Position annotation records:
-.-.-

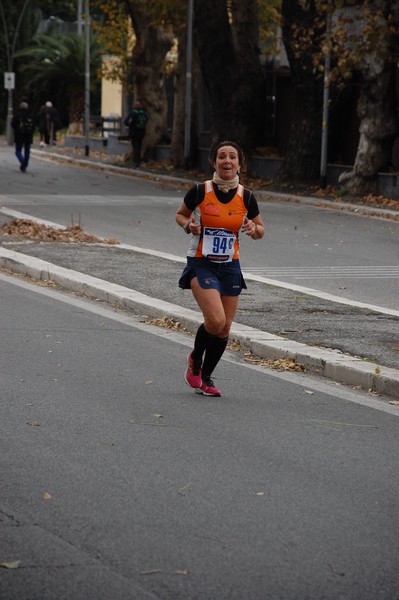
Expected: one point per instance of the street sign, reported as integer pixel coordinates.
(9, 81)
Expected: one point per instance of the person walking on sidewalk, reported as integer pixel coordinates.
(23, 126)
(48, 121)
(136, 120)
(214, 213)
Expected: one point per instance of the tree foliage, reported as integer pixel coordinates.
(60, 59)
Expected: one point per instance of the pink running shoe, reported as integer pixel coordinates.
(192, 375)
(208, 388)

-.-.-

> Work required
Transcribe the records word for word and include no pictures.

> Expected output
Expected: one point per instance of the street sign, reported as integer pixel coordinates.
(9, 81)
Expected: one point per instance of the person walking on sidewalk, reported as integer pixel coordinates.
(23, 126)
(48, 121)
(136, 120)
(214, 213)
Expected: one point per instance of the tree foliage, reported as integer pixel coordinates.
(60, 59)
Expected: one point per instance of the pink running shoe, reported as integer pixel coordinates.
(192, 375)
(208, 388)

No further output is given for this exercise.